Reproduce the listing exactly, please, with every line intact.

▬▬▬▬▬▬

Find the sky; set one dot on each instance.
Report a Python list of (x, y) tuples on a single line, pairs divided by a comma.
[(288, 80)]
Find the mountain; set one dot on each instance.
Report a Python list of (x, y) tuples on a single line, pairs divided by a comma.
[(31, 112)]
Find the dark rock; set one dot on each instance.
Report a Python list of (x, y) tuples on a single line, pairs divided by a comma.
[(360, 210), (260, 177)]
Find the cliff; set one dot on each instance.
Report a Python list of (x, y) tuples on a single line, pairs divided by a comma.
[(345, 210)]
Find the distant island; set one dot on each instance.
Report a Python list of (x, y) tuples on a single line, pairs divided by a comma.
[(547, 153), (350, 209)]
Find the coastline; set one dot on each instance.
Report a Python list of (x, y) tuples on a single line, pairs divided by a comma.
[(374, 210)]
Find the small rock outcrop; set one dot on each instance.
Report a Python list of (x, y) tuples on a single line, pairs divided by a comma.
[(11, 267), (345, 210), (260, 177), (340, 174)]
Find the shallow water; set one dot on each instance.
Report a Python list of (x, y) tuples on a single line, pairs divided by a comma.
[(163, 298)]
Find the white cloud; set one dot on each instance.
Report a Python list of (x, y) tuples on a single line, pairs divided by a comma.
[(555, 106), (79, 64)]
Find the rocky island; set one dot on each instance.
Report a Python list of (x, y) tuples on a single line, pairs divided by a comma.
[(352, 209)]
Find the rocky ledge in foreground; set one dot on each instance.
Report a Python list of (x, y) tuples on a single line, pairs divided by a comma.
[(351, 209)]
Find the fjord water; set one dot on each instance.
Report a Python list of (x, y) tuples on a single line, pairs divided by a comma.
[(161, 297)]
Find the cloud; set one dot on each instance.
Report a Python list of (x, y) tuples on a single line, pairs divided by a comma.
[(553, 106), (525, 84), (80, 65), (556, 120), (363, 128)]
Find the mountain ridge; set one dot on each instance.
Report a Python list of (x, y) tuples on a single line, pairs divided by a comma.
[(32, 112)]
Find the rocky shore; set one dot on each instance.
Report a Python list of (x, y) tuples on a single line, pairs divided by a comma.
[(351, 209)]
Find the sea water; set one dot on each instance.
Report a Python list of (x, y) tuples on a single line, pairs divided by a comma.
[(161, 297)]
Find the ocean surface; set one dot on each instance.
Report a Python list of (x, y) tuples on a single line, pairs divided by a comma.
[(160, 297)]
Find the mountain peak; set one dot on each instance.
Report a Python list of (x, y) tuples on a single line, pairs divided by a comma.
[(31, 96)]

▬▬▬▬▬▬

_THE COMPLETED TASK_
Find the sky; set one dot on each instance.
Report a Python list of (x, y) tuples on a single line, pairs divided by a comma.
[(288, 80)]
Find the mountain; set one dot on each instance.
Report a Python list of (x, y) tuples on a single line, pairs divided by a comma.
[(31, 112)]
Find the dark rock; set one dot on each instance.
Report a Python list of (x, y) tuples on a single line, pairs divided by a comma.
[(360, 210), (260, 177)]
Find the cliff; set one dot on each instance.
Report a Python list of (x, y) tuples on a single line, pairs divided by a comma.
[(345, 210)]
Find the distant island; set one dot on each instance.
Report a Python list of (x, y) tuples on a single line, pairs divided by a comma.
[(547, 153), (350, 209)]
Find the coastline; set one dot on each instance.
Report a Python list of (x, y) tuples on a single line, pairs divided by a comma.
[(374, 210)]
Find the small rock outcrop; set one dot on each instance.
Report a Python list of (x, y) tuples on a single line, pairs divided by a comma.
[(11, 267), (345, 210), (260, 177), (340, 174)]
Find the shallow water; set one dot on each instance.
Report a Python list of (x, y) tuples on a single line, pairs divided by a comma.
[(163, 298)]
Find the white cloud; set one dot on each instance.
Report a Python list of (x, y) tuples on a single line, pairs divided by a comma.
[(555, 106), (79, 64)]
Find the rocky island; set one dot on each instance.
Report a Python list of (x, y) tuples on a single line, pairs divided by a comma.
[(352, 209)]
Find the rocky ledge in foreground; set one dot on each instance.
Report a Python list of (x, y) tuples on a single line, pairs divided by a comma.
[(351, 209)]
Find the fjord water; set one dot on each instance.
Report a Python list of (x, y) tuples on a single line, pairs divided by a comma.
[(161, 297)]
Find the cloud; set one dot on each instance.
Report a Python list of (x, y) tuples on a single line, pairs divided by a comma.
[(553, 106), (525, 84), (80, 65), (556, 120), (363, 128)]
Find the mountain ridge; set one dot on each instance.
Report a Python list of (x, y) tuples on a single line, pairs divided by a comma.
[(32, 112)]
Find the rocky shore; set one dot on each instance.
Report a Python list of (x, y) tuples on a single line, pairs divided by a comma.
[(351, 209)]
Find the sea water; set one dot on each instance.
Report a Python list of (x, y) tuples on a single line, pairs divided by a comma.
[(161, 297)]
Find the ocean surface; set one dot on each instance.
Report a Python list of (x, y) tuples on a single line, pairs divided by a comma.
[(160, 297)]
Find the mountain peak; set one dot on each instance.
Report a Python list of (x, y) tuples on a single line, pairs divided by a comma.
[(31, 96)]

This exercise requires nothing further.